■ SET TASK A
Decide whether each statement below agrees with the Excel formula passage: (i) The passage says that code written without LET() would be very similar, only with global names. (ii) The passage says that LET could be less useful for the spill for counts. (iii) The first formula in the passage opens with the TRANSPOSE function. For each, answer yes or no and quote the deciding words of the passage.

Even without LET() your code will be very similar, only with global names.

My variant is

=UNIQUE(
    INDEX(Range,
       MOD(SEQUENCE((COLUMNS(Range)-1)*(ROWS(Range)-1))-1,14)+2,
       INT( SEQUENCE((COLUMNS(Range)-1)*(ROWS(Range)-1),,(ROWS(Range)-1)*2)/
               (ROWS(Range)-1))
   )
)

More interesting is spill for counts, here LET could be more useful. Without it

=TRANSPOSE(
    MMULT(
       SEQUENCE(1,(COLUMNS(Range)-1)*(ROWS(Range)-1),,0),
       (
          INDEX(Range,
                MOD(SEQUENCE((COLUMNS(Range)-1)*(ROWS(Range)-1))-1,14)+2,
                INT( SEQUENCE((COLUMNS(Range)-1)*(ROWS(Range)-1),,(ROWS(Range)-1)*2)/
               (ROWS(Range)-1))

[Extracted records]

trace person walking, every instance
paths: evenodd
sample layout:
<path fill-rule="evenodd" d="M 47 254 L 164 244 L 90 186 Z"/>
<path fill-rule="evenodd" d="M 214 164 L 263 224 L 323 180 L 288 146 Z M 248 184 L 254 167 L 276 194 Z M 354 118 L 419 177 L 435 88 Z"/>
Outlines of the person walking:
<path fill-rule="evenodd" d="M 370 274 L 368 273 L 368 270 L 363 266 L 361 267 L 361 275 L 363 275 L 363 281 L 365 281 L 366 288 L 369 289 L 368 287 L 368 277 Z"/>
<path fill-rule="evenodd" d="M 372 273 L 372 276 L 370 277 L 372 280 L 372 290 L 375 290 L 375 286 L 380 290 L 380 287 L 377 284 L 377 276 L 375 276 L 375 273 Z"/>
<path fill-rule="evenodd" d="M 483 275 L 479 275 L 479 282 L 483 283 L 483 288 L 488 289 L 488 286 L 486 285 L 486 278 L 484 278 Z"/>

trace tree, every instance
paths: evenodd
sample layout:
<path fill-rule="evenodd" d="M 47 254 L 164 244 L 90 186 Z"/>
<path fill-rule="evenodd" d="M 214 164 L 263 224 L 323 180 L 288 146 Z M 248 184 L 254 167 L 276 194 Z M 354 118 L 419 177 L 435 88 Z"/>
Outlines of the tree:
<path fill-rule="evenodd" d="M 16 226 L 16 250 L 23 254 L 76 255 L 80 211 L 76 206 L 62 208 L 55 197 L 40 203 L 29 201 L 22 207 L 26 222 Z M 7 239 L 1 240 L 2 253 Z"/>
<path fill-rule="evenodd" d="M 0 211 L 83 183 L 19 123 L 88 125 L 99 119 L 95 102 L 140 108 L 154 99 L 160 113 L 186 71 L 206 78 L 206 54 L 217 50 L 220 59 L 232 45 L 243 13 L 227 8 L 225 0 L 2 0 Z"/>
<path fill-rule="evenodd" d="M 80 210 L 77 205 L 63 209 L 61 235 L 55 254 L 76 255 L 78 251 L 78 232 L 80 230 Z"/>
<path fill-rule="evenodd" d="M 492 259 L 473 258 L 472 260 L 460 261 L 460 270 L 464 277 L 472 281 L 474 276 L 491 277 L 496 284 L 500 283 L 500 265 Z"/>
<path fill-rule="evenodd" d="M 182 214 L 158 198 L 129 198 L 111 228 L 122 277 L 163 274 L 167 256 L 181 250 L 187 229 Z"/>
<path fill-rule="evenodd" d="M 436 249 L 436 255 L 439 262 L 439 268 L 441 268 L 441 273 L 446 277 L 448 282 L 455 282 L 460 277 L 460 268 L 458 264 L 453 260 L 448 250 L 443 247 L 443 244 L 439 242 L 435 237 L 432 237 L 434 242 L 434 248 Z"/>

■ SET TASK B
Reproduce the lines of the entries, starting at their first line and stopping after the line that contains "483 275 L 479". Include both of those lines.

■ FULL SOLUTION A
(i) Yes. "Even without LET() your code will be very similar, only with global names."
(ii) No. "More interesting is spill for counts, here LET could be more useful."
(iii) No. "My variant is" followed by "=UNIQUE("

■ FULL SOLUTION B
trace person walking, every instance
paths: evenodd
sample layout:
<path fill-rule="evenodd" d="M 47 254 L 164 244 L 90 186 Z"/>
<path fill-rule="evenodd" d="M 214 164 L 263 224 L 323 180 L 288 146 Z M 248 184 L 254 167 L 276 194 Z M 354 118 L 419 177 L 435 88 Z"/>
Outlines of the person walking:
<path fill-rule="evenodd" d="M 370 274 L 368 273 L 368 270 L 363 266 L 361 267 L 361 275 L 363 275 L 363 281 L 365 281 L 366 288 L 369 289 L 368 287 L 368 277 Z"/>
<path fill-rule="evenodd" d="M 372 273 L 372 276 L 370 277 L 372 280 L 372 290 L 375 290 L 375 286 L 380 290 L 380 287 L 377 284 L 377 276 L 375 276 L 375 273 Z"/>
<path fill-rule="evenodd" d="M 483 275 L 479 275 L 479 282 L 483 283 L 483 288 L 488 289 L 488 286 L 486 285 L 486 278 L 484 278 Z"/>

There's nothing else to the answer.